■ TASK INSTRUCTIONS ■
Only some lines are wanted. Transcribe, exactly, the lines below from the line with "Query: concrete pier" up to and including the line with "Every instance of the white sailboat".

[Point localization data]

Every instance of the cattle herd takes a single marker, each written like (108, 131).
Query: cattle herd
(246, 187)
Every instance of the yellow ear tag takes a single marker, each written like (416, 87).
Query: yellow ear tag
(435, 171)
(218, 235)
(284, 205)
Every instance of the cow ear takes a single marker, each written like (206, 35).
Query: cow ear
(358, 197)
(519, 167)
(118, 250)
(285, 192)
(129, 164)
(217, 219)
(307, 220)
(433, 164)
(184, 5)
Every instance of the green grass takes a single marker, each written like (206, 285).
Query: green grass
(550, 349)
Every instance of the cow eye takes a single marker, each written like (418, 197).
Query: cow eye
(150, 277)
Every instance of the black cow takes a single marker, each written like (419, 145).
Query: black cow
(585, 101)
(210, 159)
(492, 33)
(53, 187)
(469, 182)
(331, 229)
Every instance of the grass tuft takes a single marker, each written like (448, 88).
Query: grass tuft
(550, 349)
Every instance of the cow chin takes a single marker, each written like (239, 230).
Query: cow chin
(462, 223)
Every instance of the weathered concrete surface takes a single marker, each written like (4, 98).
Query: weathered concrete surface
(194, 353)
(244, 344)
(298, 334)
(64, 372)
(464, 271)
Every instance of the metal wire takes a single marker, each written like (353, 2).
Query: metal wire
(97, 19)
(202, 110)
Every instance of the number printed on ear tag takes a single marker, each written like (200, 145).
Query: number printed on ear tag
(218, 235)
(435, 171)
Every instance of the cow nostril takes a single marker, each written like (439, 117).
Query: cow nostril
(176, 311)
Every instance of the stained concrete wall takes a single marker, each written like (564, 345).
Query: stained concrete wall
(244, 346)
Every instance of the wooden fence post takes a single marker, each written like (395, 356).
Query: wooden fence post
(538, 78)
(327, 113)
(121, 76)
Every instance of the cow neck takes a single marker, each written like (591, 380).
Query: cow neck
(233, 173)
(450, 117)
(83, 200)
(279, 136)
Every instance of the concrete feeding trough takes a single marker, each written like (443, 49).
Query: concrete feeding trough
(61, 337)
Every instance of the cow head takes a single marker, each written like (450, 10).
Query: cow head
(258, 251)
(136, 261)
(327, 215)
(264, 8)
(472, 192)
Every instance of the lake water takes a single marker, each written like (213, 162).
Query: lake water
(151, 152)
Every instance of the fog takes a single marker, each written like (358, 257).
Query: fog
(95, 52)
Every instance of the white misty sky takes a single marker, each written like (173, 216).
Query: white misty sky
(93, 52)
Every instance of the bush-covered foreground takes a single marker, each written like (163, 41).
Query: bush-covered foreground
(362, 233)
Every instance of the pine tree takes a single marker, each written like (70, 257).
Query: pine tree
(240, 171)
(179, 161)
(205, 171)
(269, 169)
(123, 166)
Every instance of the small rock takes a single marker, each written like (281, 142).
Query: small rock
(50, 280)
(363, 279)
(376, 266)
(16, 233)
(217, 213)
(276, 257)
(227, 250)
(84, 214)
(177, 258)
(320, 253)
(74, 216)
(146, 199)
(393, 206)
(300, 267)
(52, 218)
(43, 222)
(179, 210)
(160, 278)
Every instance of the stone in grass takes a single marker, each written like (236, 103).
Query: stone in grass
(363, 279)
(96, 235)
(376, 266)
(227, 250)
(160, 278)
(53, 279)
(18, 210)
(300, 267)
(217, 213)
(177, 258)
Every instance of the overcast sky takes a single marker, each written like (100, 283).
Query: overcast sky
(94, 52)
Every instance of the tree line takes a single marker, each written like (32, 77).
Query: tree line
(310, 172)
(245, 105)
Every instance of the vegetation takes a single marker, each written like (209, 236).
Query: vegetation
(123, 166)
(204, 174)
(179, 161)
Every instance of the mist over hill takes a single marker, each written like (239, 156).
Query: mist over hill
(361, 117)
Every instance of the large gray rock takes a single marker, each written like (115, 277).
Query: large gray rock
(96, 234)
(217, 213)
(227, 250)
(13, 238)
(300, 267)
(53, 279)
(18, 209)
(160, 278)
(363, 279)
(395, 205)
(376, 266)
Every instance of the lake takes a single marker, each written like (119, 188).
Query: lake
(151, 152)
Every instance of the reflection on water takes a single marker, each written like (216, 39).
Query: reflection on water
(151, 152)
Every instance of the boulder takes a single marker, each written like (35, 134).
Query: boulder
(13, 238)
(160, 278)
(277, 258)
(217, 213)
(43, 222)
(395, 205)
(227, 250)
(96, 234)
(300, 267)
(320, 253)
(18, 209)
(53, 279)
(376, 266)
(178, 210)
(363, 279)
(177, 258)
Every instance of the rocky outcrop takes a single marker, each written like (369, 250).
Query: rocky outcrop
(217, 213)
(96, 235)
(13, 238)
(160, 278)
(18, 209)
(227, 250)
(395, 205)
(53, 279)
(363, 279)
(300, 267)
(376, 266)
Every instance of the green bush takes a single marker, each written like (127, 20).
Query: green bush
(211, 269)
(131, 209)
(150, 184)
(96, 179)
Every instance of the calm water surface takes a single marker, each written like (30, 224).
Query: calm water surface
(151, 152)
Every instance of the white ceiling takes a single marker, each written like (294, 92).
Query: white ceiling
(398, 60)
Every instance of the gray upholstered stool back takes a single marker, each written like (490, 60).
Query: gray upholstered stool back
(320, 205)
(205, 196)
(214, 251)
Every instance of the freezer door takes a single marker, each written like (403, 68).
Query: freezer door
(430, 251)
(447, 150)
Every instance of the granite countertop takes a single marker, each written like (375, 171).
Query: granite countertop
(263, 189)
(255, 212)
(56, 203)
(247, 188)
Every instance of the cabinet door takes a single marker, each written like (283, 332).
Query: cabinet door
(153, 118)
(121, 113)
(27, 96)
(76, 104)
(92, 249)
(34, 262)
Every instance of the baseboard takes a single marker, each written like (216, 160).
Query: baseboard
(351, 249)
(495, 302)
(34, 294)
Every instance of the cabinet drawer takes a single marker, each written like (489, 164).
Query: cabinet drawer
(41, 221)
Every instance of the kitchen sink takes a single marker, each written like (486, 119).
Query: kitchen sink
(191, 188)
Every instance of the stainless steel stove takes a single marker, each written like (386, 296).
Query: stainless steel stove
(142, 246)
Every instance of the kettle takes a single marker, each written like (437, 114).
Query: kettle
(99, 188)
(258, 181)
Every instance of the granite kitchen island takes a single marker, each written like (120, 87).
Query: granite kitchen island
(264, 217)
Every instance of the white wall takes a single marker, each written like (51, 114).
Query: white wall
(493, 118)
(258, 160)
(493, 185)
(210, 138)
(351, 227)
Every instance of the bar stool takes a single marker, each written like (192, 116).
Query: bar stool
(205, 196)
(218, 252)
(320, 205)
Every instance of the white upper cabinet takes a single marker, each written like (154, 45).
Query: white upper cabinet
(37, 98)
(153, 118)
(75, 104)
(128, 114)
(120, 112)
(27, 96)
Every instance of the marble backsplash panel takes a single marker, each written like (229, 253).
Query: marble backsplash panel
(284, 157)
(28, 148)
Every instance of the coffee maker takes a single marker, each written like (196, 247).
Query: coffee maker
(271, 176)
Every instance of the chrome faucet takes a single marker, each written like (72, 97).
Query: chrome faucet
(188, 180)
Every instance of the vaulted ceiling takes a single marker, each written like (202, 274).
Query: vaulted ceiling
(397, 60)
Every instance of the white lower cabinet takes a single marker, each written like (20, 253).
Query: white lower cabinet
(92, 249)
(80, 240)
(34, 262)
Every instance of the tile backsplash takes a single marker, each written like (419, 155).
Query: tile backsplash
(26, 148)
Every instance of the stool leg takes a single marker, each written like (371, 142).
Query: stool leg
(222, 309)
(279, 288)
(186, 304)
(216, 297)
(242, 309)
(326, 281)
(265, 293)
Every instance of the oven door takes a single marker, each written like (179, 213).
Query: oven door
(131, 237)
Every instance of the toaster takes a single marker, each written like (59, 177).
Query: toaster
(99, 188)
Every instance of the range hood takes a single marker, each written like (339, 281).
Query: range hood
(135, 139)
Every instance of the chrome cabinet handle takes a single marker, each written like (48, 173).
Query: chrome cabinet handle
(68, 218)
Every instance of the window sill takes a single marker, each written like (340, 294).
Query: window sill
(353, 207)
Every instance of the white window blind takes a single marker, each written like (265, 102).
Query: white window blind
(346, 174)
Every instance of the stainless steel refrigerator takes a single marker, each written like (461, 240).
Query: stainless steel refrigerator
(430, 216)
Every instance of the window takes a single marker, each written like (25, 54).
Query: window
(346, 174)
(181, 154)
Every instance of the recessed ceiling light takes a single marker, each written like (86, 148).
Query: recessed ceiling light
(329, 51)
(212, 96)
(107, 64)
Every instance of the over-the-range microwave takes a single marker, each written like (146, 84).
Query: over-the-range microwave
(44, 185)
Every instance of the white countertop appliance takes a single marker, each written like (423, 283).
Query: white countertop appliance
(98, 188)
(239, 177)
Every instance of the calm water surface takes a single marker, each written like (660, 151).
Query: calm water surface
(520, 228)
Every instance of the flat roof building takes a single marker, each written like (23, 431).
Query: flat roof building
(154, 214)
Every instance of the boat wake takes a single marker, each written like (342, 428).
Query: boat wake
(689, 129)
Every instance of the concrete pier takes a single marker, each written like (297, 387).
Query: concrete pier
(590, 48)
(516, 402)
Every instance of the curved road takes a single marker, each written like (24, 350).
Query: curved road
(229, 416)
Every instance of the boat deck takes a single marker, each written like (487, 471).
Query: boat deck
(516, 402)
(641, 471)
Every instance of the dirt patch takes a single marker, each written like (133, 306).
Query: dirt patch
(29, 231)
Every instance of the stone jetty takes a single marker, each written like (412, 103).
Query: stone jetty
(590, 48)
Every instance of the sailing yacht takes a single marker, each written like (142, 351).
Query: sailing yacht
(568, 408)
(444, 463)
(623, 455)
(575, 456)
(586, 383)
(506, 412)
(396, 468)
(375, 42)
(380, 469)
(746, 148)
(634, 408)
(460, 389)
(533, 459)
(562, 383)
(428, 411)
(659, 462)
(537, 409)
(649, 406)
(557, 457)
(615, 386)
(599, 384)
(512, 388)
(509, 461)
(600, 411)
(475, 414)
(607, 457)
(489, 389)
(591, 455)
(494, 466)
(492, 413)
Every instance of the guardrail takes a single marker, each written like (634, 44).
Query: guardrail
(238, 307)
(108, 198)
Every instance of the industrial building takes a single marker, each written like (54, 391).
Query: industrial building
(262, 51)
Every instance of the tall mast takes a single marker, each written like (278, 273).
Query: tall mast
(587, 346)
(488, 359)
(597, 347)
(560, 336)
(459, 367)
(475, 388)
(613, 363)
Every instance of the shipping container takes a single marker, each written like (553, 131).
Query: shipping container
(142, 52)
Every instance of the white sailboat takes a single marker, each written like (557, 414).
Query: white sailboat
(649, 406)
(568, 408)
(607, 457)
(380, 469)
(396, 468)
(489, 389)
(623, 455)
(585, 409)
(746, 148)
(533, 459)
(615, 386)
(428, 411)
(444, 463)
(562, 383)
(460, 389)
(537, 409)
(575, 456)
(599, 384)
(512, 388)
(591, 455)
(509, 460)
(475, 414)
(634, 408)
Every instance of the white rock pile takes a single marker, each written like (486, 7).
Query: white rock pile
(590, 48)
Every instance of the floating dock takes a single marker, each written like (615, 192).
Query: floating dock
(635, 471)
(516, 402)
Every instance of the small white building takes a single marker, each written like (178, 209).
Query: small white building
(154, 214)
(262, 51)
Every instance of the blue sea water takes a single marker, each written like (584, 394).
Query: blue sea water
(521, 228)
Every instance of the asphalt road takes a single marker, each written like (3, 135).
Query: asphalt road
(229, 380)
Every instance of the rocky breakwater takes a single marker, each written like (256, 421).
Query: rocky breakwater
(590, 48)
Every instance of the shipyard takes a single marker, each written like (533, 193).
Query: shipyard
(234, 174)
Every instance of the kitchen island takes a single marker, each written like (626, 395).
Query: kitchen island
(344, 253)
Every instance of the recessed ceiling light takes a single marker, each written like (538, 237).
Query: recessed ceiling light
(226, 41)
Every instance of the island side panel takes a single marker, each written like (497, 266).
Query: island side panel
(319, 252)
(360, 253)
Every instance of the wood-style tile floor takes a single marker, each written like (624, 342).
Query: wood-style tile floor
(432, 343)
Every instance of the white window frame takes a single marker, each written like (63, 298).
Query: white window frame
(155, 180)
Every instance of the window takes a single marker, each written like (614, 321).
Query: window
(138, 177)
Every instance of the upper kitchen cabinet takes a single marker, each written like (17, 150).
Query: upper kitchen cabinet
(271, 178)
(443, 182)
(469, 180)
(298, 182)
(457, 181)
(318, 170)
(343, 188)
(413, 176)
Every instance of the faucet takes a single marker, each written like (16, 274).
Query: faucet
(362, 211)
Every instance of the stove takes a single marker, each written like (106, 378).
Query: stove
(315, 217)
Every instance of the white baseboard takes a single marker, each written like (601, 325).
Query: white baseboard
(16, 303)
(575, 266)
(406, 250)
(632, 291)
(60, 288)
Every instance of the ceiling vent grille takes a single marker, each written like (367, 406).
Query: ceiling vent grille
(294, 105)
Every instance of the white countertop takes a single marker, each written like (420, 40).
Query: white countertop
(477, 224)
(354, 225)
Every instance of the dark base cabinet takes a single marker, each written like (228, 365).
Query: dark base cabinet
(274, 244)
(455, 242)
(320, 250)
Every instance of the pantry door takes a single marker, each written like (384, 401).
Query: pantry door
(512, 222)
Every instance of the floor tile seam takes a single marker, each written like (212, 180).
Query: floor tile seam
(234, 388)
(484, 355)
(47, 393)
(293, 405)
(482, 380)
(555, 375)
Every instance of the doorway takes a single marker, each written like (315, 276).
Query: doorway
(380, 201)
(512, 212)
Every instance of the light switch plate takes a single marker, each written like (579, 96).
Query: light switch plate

■ RESULT FOR THIS TASK ■
Query: concrete pier
(590, 48)
(516, 402)
Every instance of the curved road takes a single marker, each written like (24, 350).
Query: curved road
(229, 416)
Every instance of the boat deck takes a single marker, each written like (487, 471).
Query: boat deck
(516, 402)
(641, 471)
Every instance of the dirt patch takes a single marker, each written like (133, 306).
Query: dirt patch
(29, 231)
Every instance of the stone jetty takes a single marker, each written like (412, 103).
Query: stone jetty
(590, 48)
Every instance of the sailing yacht takes a single marker, each written like (142, 351).
Query: sailing yacht
(568, 408)
(444, 463)
(623, 455)
(575, 456)
(586, 383)
(506, 412)
(396, 468)
(375, 42)
(380, 469)
(746, 148)
(634, 408)
(460, 389)
(533, 459)
(562, 383)
(428, 411)
(659, 462)
(537, 409)
(649, 406)
(557, 457)
(615, 386)
(599, 384)
(512, 388)
(509, 461)
(600, 411)
(475, 414)
(607, 457)
(489, 389)
(591, 455)
(494, 466)
(492, 413)
Every instance of the guardrail takes a single marker, each written like (634, 44).
Query: guardrail
(238, 307)
(108, 198)
Every instance of the industrial building takes a single marker, each written like (54, 391).
Query: industrial building
(262, 51)
Every instance of the tall mast takes a single marker, each written like (278, 273).
Query: tall mast
(587, 346)
(488, 359)
(597, 347)
(560, 336)
(459, 367)
(475, 388)
(613, 363)
Every instance of the shipping container takes a single marker, each written like (553, 131).
Query: shipping container
(142, 52)
Every instance of the white sailboat takes a single marker, each written like (557, 414).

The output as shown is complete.